Text provided ->

══════

Forum for Science, Industry and Business

Sponsored by:     3M 
Search our Site:

 

World record: Quantum teleportation over 143 kilometres

06.09.2012
Physicists from the group of Prof. Anton Zeilinger at the Institute of Quantum Optics and Quantum Information (IQOQI) and the University of Vienna have set a new world record for distance in quantum teleportation.
The team succeeded in teleporting the quantum state of a particle of light over a separation of 143 kilometres from the Canary Island La Palma to Tenerife. The experiment got theoretical support from Dr. Johannes Kofler from the group of Prof. Ignacio Cirac at the Max Planck Institute of Quantum Optics (MPQ). The results are published this week in Nature.

The so-called "quantum internet" is a future vision for information processing. It is not based anymore on classical computer networks but on the current developments of modern quantum information, where individual quantum particles are the carriers of information. Quantum networks promise absolutely secure communication and enhanced computation power for decentralised tasks compared to any conceivable classical technology. Due to the transmission losses in conventional glass fibres a global quantum network will likely base on the free-space transfer of quantum states, e.g., between satellites and from satellites to ground. The now realized quantum teleportation over a distance of 143 kilometres, beating a just a few months old Chinese record of 97 kilometres, is a significant step towards this future technology.

══════

Data lines ->

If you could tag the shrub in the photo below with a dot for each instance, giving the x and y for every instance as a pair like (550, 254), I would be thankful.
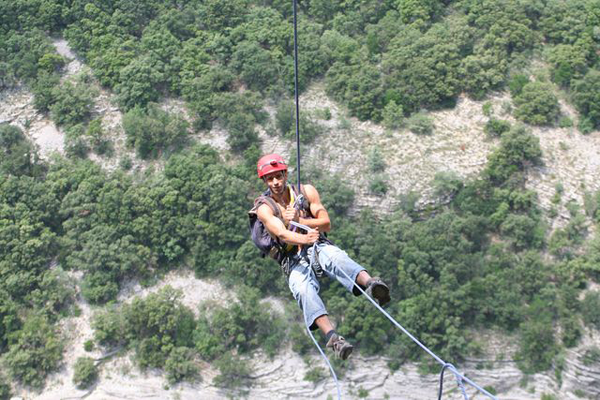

══════

Given instruction -> Continue the article on the quantum teleportation record from where it stops.

Answer to the problem ->
On the island of La Palma the team of physicists produced entangled pairs of particles of light (photons 2 and 3, see figure). Quantum entanglement means that none of the photons taken by itself has a definite polarisation but that, if one measures the polarisation of one of the photons and obtains a random result, the other photon will always show a perfectly correlated polarisation. This type of quantum correlation cannot be described by classical physics and Albert Einstein therefore called it "spooky action at a distance". Photon 3 was then sent through the air to Tenerife, across the Atlantic Ocean at an altitude of about 2400 metres and over a distance of 143 kilometres, where it was caught by a telescope of the European Space Agency.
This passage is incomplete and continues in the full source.